### WHAT TO DO
[1] Could you retype the Mooradian passage, word for word, from "One of several" to "arrived on Grounds."?
[2] Can you extend the Mooradian passage, continuing on from its final sentence?

One of several members of her family with ties to UVA, Mooradian grew up in Gloucester. When she was a high school senior, she lost her mother to cancer, and she remembers feeling overwhelmed when she arrived on Grounds.

“I was going from a small town where everybody knows you to a place you know no one,” Mooradian said, but she found sanctuary with the basketball program in University Hall.

“I applied, became a manager, and it was just like divine intervention,” she said. “It was just such a family experience, and for me, having lost my mom and going off to college and meeting new people, I landed where I was supposed to land. It’s always been amazing.”

One of the cutouts is of a handsome fellow named Bennett, but he’s not the Cavaliers’ head coach. His full name is William Bennett Friday, and he lives in the Richmond area with his twin sister, Mary Claire, and their parents.

### DATASET RECORDS
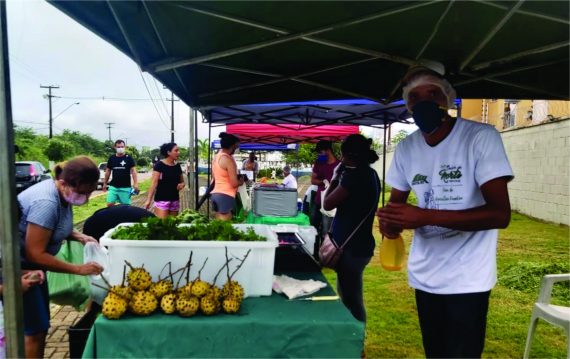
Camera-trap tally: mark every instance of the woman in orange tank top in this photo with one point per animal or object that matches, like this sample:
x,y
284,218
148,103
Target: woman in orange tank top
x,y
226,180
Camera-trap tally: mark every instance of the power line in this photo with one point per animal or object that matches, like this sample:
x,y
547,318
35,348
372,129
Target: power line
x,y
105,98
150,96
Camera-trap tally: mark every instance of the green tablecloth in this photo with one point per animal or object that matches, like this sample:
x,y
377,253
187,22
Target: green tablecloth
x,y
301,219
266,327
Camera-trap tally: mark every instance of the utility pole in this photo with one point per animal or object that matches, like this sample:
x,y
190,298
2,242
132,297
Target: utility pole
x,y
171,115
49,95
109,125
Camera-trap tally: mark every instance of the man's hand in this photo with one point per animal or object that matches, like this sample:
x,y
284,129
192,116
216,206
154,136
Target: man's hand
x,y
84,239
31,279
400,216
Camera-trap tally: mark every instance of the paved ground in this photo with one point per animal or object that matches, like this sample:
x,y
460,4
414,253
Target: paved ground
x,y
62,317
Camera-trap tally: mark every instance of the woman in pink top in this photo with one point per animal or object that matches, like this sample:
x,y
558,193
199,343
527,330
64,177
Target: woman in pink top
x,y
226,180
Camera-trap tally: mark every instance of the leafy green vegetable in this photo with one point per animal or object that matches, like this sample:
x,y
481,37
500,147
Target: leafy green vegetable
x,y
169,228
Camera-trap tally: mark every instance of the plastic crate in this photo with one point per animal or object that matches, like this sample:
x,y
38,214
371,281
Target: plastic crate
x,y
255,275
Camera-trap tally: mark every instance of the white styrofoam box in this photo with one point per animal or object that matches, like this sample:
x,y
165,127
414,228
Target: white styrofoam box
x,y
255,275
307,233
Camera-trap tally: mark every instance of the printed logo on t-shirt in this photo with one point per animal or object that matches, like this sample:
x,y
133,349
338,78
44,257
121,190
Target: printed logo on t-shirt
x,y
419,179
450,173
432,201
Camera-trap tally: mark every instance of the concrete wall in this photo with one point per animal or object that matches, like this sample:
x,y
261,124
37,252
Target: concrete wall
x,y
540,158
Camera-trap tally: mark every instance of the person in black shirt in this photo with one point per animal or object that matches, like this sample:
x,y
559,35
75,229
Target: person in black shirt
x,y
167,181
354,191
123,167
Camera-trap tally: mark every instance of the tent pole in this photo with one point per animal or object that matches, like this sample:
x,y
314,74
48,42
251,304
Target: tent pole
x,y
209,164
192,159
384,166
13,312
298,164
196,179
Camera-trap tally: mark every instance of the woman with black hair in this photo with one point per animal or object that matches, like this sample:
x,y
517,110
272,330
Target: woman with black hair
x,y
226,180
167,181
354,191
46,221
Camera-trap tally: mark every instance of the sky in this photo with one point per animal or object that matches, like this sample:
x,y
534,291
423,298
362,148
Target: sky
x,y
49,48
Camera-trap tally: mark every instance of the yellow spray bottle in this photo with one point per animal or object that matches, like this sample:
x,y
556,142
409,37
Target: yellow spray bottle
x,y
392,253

--

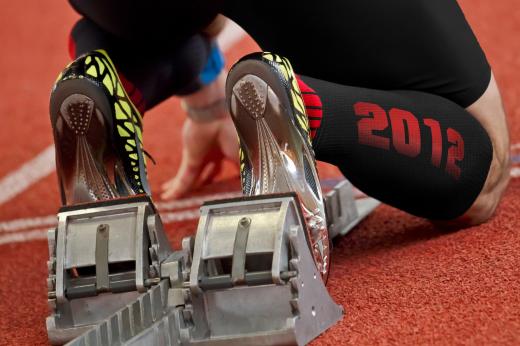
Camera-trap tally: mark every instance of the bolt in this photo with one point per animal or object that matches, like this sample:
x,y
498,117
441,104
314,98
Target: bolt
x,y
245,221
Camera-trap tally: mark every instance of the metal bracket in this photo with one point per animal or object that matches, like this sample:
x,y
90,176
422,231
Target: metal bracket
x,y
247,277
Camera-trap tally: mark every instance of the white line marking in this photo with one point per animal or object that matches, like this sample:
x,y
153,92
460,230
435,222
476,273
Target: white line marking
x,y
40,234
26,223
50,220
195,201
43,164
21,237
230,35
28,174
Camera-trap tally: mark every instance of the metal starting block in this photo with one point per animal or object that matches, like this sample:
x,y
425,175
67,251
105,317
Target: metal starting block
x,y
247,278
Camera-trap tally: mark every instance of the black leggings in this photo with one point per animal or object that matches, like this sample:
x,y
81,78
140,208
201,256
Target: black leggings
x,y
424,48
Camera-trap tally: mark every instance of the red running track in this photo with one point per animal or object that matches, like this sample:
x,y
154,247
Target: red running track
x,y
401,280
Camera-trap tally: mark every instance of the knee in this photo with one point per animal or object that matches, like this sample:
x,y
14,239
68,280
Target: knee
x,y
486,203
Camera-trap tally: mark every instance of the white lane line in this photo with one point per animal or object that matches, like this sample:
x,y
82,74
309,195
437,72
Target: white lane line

### ANSWERS FOR THE TASKS
[1]
One of several members of her family with ties to UVA, Mooradian grew up in Gloucester. When she was a high school senior, she lost her mother to cancer, and she remembers feeling overwhelmed when she arrived on Grounds.

[2]
Bennett was born in 2010, about a year after UVA hired Tony Bennett, but he was named not for the coach but for his maternal grandmother, whose maiden name is Bennett. Still, said his mother, Leslie Parpart, it “was an added bonus for our family that he shared his name with our then-new coach.”

Parpart, a 1995 alumna of UVA, is the daughter of Larry Parpart, who had a long, successful run as the boys basketball coach at Douglas Freeman High School in Richmond. His standouts at Freeman included Colin Ducharme, who went on to play for the Cavaliers, and the elder Parpart coached against Jason Williford, then a standout at John Marshall High and now UVA’s associate head coach.

The photo of young Bennett on the cutout was taken last season in Chapel Hill, North Carolina, where Tomas Woldetensae hit a late 3-pointer to lift UVA to victory over North Carolina.

“We are a basketball-loving family,” Leslie Parpart said. “Bennett and his sister have gone to UVA events since they were very little, and my parents are basketball season ticket holders with friends. … We love Coach Bennett and even have his five pillars hanging in our living room to remind the twins of what is really important as they play basketball and other sports.”

For those who go way back with UVA Athletics, the cutout of Michael Colley is sure to bring a smile. Colley, a UVA graduate who worked in his alma mater’s athletics media relations department, died in July 2009 at the age of 46.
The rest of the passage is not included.